(Records from a point labeling set)
####

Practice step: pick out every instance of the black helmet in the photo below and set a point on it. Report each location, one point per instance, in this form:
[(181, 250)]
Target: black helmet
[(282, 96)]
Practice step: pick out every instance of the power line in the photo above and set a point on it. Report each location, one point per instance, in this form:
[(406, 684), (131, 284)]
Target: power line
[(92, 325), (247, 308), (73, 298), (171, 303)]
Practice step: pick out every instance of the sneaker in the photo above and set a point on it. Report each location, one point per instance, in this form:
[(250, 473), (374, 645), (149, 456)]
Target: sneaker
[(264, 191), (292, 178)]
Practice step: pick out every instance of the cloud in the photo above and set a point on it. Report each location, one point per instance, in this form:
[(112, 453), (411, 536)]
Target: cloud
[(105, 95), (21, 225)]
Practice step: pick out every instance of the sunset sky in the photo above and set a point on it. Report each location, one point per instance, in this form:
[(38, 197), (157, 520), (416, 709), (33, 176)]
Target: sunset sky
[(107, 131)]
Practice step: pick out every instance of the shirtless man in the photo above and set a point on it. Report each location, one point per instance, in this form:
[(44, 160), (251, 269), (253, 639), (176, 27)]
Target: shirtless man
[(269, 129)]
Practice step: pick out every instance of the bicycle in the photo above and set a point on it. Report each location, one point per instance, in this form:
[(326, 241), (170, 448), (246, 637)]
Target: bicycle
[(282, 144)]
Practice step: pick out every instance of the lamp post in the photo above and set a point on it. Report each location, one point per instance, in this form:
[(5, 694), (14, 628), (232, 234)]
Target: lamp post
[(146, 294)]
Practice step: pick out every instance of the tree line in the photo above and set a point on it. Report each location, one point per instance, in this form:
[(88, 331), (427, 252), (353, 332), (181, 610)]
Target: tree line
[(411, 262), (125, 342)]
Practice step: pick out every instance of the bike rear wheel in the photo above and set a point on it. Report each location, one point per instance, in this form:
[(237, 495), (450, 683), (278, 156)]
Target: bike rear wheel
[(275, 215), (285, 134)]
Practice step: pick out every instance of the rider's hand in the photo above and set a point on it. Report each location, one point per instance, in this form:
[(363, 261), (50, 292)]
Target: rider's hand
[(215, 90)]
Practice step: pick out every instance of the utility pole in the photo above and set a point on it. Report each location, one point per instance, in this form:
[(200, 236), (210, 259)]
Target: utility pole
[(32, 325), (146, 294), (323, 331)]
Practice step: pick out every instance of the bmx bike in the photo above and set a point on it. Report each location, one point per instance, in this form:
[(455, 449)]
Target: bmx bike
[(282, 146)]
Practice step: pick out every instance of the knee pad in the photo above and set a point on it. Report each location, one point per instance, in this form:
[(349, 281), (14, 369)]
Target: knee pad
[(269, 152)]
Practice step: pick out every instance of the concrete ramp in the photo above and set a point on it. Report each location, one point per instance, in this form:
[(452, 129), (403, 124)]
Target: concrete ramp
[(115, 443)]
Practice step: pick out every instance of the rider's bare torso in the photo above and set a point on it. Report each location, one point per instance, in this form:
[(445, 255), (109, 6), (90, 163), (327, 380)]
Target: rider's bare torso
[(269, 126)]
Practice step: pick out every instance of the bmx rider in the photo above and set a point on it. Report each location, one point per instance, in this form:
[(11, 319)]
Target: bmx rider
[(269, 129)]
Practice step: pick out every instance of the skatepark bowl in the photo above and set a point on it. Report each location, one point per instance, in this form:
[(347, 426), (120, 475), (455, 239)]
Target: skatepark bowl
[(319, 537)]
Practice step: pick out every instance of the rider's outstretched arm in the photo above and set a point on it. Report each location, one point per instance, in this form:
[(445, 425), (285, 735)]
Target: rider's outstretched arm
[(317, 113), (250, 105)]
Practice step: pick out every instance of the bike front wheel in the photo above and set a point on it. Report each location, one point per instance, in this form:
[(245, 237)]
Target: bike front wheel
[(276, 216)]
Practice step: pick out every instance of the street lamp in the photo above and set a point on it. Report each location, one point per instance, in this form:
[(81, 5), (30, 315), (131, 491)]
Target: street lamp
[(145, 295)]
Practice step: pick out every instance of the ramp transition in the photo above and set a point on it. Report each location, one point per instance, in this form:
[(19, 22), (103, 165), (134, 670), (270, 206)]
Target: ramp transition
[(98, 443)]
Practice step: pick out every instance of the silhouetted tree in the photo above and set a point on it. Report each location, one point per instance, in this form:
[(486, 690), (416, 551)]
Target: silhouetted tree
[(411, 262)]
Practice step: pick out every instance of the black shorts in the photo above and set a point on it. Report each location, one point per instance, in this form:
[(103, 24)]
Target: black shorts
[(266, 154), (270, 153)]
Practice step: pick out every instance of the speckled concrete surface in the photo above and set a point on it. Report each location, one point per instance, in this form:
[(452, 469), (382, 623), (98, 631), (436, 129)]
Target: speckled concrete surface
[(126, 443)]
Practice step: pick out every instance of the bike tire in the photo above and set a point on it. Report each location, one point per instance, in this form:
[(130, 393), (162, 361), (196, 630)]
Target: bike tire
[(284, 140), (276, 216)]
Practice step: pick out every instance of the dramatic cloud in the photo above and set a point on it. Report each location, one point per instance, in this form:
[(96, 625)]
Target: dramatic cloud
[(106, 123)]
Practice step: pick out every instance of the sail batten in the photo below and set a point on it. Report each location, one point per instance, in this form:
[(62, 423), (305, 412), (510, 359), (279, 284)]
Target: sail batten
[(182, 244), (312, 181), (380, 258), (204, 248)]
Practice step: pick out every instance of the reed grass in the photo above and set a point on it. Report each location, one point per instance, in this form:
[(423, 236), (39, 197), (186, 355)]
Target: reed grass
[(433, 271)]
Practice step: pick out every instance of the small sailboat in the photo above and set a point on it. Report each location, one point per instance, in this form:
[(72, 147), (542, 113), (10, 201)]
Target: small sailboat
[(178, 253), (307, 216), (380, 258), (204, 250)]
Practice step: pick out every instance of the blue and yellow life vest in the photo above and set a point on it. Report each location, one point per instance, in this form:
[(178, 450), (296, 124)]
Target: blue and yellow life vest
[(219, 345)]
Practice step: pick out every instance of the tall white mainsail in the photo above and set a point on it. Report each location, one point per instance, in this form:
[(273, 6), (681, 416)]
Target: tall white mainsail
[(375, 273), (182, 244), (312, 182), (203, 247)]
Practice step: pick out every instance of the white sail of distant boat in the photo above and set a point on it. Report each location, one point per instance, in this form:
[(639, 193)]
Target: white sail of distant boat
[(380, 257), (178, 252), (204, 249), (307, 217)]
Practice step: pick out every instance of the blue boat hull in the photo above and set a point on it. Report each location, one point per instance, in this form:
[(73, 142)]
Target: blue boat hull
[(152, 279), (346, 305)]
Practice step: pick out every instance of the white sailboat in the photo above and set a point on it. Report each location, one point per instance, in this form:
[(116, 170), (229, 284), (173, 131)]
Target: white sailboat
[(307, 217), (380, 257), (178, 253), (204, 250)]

####

Set exercise: The records above should be repeated in full, exactly as given.

The result:
Practice step: pick out every instance of the black helmet in the photo below and set a point on it. Report each location, one point per instance, in this form:
[(181, 250)]
Target: black helmet
[(282, 96)]
Practice step: pick out every instance of the power line in the photo above and set a point on it. Report each location, one point per instance, in this form:
[(406, 684), (131, 284)]
Target: power line
[(92, 325), (247, 308), (73, 298), (171, 303)]
Practice step: pick out every instance of the sneaker in the photo above and set a point on it. Report each location, one point per instance, in this form:
[(250, 473), (374, 645), (149, 456)]
Target: sneaker
[(264, 191), (292, 178)]
Practice step: pick out every instance of the cloud in the photo above and set a point on it. Report each location, one point per instance, in this form:
[(112, 453), (411, 536)]
Target: cloud
[(105, 95), (21, 225)]
Practice step: pick out every instance of the sunset sky in the photo above and set a point on it. Report each location, one point per instance, in this form:
[(38, 197), (157, 520), (416, 709), (33, 176)]
Target: sunset sky
[(107, 131)]
Practice step: pick out every instance of the shirtless man in the photo above and set a point on it. Report each location, one point per instance, in this form:
[(44, 160), (251, 269), (253, 639), (176, 27)]
Target: shirtless man
[(269, 129)]
Practice step: pick out every instance of the bicycle in the photo above and set a point on it. Report each location, one point per instance, in this form:
[(326, 241), (170, 448), (246, 637)]
Target: bicycle
[(282, 144)]
Practice step: pick out every instance of the lamp post in the photo above and set a point on it. Report each location, one point per instance, in this form:
[(5, 694), (14, 628), (232, 234)]
Target: lamp post
[(146, 294)]
Practice step: pick out every instance of the tree line in the photo above and set a point on it. Report each location, one point per instance, in this form:
[(88, 331), (427, 252), (353, 332), (181, 610)]
Target: tree line
[(411, 262), (125, 342)]
Practice step: pick out every instance of the bike rear wheel in the photo above and set a point on it. Report each location, one point per instance, in this form:
[(237, 495), (450, 683), (278, 156)]
Target: bike rear wheel
[(275, 215), (285, 134)]
Practice step: pick out every instance of the rider's hand in the photo above and set a point on it. Report each location, one point per instance, in this form:
[(363, 261), (50, 292)]
Target: rider's hand
[(215, 90)]
Practice step: pick out every instance of the utility pole in the photo above and set a point on it. Report each location, one point per instance, in this form:
[(200, 236), (210, 259)]
Target: utility pole
[(32, 325), (146, 294), (323, 331)]
Practice step: pick out every instance of the bmx bike in the photo above and set a point on it. Report each location, one point per instance, in this form:
[(455, 449)]
Target: bmx bike
[(282, 146)]
Practice step: pick out every instance of the knee pad in the photo above and set a point on it. Report each location, one point per instance, in this form:
[(349, 281), (14, 369)]
Target: knee pad
[(269, 152)]
Practice step: pick out every instance of the concrete ramp in the photo above and set a point on it. Report each location, one point per instance, in this form:
[(452, 129), (403, 124)]
Target: concrete ramp
[(115, 443)]
Practice step: pick out every instance of the rider's bare torso in the photo above and set a point on it. Report each location, one point per instance, in this form:
[(445, 255), (109, 6), (90, 163), (327, 380)]
Target: rider's bare torso
[(269, 126)]
Practice step: pick out every instance of the bmx rider in the photo above and set a point on it. Report each location, one point per instance, in this form:
[(11, 319)]
Target: bmx rider
[(269, 129)]
Practice step: pick out every instance of the skatepark bowl in the photo above and set a point on it. Report each location, one point per instance, in this form:
[(347, 426), (120, 475), (455, 239)]
Target: skatepark bowl
[(319, 537)]
Practice step: pick out every instance of the rider's outstretched arm in the photo above and set a point on it. Report each location, one point per instance, in this form:
[(445, 425), (285, 735)]
Target: rider's outstretched arm
[(317, 113), (250, 105)]
Practice step: pick out every instance of the bike front wheel in the photo above and set a point on it. Report each location, one point per instance, in this form:
[(245, 237)]
Target: bike front wheel
[(276, 216)]
Practice step: pick out every instance of the street lamp in the photo above and set a point on it. Report each location, one point per instance, in this form:
[(81, 5), (30, 315), (131, 491)]
Target: street lamp
[(145, 295)]
Practice step: pick out every instance of the ramp transition in the photo above and set a point on it. Report each location, one point per instance, in this form:
[(19, 22), (103, 165), (134, 670), (270, 206)]
Target: ramp transition
[(98, 443)]
Practice step: pick out every instance of the silhouetted tree in the photo above and set a point on it. Report each location, one point per instance, in this form:
[(486, 690), (416, 551)]
Target: silhouetted tree
[(411, 262)]
Practice step: pick out every instance of the black shorts in the photo above and set a point on it. Report each location, one point per instance, in this form:
[(103, 24)]
Target: black shorts
[(266, 154), (270, 153)]
Practice step: pick out every instance of the speckled concrete surface in the photo above and set a point on it. Report each location, one point per instance, in this form:
[(452, 469), (382, 623), (98, 631), (436, 129)]
Target: speckled concrete surface
[(126, 443)]
Practice step: pick out every instance of the bike tire in the photo above and set a point on it. Report each location, one point per instance, in this form:
[(130, 393), (162, 361), (196, 630)]
Target: bike tire
[(284, 140), (276, 216)]
Practice step: pick out every instance of the dramatic cloud in the photo above and set a point on it. Report each location, one point per instance, in this form:
[(96, 625)]
Target: dramatic cloud
[(106, 123)]
Practice step: pick out every instance of the sail batten in the photo below and set a point on it. Report each location, one point per instance, in this form:
[(62, 423), (305, 412), (510, 359), (279, 284)]
Target: sail batten
[(182, 244), (312, 181), (380, 258), (204, 248)]
Practice step: pick out every instance of the reed grass in the photo above and set a point on it. Report each location, one point per instance, in this form:
[(423, 236), (39, 197), (186, 355)]
Target: reed grass
[(433, 271)]
Practice step: pick out every instance of the small sailboat in the photo above and set a point on it. Report each location, one point per instance, in this form:
[(72, 147), (542, 113), (10, 201)]
Target: small sailboat
[(178, 253), (307, 216), (380, 258), (204, 250)]
Practice step: pick out every instance of the blue and yellow life vest in the photo above and set a point on it. Report each location, one point per instance, in this form:
[(178, 450), (296, 124)]
Target: blue and yellow life vest
[(219, 345)]
Practice step: pick out every instance of the tall white mainsail in the photo above and set a point on it. Report each location, one point per instance, in this form:
[(273, 6), (681, 416)]
Target: tall white mainsail
[(375, 273), (182, 244), (312, 182), (203, 247)]
Practice step: pick out every instance of the white sail of distant boat in the photo above and set a point on it. Report each location, one point per instance, in this form:
[(639, 193)]
Target: white sail of distant boat
[(380, 257), (178, 252), (204, 249), (307, 217)]
Practice step: pick out every instance of the blue boat hull in the photo above and set a point on it. Report each location, one point per instance, in this form:
[(73, 142)]
Target: blue boat hull
[(152, 279), (346, 305)]
Practice step: pick out every instance of the white sailboat in the photo above and set a point on it. Report each location, one point per instance, in this form:
[(116, 170), (229, 284), (173, 131)]
Target: white sailboat
[(307, 217), (380, 257), (178, 253), (204, 250)]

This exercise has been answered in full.